- Data provided:
■ ■ ■ ■

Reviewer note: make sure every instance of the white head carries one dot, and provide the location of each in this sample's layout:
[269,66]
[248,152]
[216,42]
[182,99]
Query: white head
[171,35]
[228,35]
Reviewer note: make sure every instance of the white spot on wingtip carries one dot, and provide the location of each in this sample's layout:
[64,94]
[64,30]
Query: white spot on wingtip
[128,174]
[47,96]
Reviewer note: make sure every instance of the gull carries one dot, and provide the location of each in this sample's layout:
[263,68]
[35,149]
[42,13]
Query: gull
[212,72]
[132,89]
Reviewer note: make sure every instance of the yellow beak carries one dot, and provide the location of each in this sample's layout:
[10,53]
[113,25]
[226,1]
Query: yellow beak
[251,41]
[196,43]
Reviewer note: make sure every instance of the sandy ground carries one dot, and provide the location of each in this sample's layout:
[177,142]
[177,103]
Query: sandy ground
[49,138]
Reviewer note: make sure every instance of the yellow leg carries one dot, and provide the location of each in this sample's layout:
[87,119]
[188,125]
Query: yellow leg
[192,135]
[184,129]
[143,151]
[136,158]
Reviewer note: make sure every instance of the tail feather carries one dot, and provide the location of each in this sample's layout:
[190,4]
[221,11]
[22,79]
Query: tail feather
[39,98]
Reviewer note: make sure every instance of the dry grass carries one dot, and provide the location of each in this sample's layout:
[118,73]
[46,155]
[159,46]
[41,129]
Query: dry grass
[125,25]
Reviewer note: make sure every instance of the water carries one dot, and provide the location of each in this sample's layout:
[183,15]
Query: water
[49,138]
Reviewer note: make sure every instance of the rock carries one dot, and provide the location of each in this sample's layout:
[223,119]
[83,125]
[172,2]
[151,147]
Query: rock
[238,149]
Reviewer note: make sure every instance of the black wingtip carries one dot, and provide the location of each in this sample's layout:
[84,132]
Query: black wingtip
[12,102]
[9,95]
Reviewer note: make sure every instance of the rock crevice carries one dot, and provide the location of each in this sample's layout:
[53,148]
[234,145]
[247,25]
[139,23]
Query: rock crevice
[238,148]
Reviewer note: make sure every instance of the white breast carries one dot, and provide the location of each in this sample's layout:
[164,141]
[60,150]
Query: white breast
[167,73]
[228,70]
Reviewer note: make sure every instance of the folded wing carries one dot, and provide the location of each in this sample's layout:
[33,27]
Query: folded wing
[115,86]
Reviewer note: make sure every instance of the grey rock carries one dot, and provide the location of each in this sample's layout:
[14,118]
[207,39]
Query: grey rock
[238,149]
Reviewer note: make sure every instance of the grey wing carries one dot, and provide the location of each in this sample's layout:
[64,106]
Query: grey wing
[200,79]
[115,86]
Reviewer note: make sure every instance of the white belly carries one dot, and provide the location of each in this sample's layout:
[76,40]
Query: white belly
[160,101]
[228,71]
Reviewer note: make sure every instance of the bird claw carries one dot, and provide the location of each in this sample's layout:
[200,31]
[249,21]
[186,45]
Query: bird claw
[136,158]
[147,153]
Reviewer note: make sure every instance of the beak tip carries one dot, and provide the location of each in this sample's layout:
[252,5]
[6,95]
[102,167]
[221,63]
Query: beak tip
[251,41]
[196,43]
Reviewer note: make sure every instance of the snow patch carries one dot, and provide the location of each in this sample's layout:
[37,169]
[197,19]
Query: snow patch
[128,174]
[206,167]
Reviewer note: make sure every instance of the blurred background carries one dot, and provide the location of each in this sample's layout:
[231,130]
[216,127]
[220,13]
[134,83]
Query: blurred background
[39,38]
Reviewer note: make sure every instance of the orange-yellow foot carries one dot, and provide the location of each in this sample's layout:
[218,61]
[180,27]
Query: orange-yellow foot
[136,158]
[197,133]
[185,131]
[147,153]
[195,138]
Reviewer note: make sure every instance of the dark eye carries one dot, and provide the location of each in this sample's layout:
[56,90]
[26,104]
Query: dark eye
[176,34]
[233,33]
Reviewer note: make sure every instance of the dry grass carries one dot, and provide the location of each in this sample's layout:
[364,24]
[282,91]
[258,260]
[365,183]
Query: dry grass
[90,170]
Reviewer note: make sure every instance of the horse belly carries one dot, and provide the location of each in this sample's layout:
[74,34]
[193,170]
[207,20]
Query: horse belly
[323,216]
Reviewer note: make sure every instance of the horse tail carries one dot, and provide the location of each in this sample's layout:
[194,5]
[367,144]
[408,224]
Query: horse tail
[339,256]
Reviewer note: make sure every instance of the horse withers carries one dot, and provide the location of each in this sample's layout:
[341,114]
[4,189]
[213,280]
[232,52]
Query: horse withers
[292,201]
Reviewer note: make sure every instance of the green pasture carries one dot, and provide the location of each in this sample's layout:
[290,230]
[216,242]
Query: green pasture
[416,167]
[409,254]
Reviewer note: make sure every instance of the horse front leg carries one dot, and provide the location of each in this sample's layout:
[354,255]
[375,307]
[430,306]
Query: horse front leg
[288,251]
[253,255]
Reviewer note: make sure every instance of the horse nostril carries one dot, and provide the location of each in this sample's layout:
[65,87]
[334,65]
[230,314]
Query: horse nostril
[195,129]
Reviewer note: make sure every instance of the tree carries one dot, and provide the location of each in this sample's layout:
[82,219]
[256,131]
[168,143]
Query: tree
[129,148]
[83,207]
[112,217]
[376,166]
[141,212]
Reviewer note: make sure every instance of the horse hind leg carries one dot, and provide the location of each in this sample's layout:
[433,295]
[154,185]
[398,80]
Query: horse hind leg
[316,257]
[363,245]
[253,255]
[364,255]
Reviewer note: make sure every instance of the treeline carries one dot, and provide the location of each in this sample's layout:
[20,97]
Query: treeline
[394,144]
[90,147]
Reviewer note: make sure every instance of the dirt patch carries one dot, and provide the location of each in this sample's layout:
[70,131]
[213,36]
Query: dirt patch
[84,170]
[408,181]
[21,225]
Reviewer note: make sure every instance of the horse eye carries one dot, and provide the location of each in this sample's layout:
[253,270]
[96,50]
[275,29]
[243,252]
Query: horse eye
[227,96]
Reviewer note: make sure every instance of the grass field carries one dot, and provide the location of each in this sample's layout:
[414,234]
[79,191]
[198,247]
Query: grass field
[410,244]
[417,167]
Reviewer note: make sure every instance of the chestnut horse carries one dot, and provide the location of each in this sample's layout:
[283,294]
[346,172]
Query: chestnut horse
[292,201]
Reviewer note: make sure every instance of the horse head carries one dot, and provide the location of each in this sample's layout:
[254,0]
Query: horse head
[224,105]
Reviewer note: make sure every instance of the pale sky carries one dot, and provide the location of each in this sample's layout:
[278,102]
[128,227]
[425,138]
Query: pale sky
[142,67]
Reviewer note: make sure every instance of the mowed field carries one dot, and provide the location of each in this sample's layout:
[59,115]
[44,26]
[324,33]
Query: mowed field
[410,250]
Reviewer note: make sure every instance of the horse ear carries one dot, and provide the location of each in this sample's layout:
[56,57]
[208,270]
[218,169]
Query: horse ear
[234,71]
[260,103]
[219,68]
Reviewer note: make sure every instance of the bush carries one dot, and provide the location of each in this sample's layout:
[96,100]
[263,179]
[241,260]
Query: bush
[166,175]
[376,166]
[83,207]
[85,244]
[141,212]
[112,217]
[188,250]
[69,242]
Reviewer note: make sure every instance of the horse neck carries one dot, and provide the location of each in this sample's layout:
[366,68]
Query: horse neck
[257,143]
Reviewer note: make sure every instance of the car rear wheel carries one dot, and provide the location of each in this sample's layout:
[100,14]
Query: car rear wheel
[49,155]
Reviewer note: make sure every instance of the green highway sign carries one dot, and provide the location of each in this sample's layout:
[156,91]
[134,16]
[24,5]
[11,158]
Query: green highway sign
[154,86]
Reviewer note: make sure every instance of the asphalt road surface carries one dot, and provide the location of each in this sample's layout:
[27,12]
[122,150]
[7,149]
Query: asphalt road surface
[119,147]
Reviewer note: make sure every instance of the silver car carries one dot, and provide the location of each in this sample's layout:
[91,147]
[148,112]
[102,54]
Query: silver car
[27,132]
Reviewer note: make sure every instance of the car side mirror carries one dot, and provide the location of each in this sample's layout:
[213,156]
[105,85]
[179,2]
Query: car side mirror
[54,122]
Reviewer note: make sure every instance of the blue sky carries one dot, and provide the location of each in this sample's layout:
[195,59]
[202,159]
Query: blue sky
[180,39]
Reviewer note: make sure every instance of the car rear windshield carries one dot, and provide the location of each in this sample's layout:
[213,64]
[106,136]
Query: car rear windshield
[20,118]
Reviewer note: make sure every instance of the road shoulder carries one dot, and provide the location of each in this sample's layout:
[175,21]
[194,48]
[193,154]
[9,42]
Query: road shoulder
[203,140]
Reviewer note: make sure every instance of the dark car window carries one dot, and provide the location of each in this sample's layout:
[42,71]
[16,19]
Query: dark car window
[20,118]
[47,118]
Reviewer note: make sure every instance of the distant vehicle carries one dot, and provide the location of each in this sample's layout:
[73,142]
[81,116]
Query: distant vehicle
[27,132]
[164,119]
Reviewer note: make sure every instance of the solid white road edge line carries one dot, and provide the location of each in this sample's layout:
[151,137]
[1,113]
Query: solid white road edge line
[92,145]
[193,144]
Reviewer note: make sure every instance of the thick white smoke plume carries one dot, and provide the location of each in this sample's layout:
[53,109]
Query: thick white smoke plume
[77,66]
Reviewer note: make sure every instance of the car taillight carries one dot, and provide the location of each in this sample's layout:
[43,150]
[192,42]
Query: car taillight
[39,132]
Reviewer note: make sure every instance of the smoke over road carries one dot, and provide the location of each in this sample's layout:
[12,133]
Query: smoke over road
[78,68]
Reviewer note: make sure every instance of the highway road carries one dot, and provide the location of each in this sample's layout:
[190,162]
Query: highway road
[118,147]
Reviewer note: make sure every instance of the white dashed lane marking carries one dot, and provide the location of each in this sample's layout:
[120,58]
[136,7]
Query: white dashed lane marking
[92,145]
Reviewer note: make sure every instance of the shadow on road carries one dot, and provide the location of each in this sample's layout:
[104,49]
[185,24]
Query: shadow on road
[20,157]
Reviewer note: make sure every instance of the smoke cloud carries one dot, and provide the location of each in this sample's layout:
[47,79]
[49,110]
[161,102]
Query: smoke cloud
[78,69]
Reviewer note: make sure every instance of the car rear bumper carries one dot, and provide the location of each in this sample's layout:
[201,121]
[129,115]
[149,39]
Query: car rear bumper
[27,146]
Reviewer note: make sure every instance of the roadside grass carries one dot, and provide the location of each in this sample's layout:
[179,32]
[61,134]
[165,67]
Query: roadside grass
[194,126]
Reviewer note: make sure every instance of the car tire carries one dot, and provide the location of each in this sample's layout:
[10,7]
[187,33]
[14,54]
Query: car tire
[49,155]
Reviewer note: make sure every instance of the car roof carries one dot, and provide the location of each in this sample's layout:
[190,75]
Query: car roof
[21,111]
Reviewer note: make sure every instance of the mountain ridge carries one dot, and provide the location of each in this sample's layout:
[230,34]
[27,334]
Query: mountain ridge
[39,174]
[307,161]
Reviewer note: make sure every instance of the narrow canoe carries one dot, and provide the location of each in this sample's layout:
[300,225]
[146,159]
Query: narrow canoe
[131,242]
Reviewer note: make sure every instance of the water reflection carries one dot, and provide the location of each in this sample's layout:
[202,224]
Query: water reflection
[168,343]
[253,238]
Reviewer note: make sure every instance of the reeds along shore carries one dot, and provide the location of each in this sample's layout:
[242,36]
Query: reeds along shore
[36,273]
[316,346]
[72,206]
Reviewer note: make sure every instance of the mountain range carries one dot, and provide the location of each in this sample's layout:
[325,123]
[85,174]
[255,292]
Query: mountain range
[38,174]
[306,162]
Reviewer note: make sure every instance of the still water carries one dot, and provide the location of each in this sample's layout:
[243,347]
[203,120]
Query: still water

■ ■ ■ ■

- Required work: For each line of the data that includes the word "still", return a copy of it.

- Solution to this problem:
Reviewer note: make sure every instance of the still water carries one dot, and provide the location of each in this sample's layout:
Query: still water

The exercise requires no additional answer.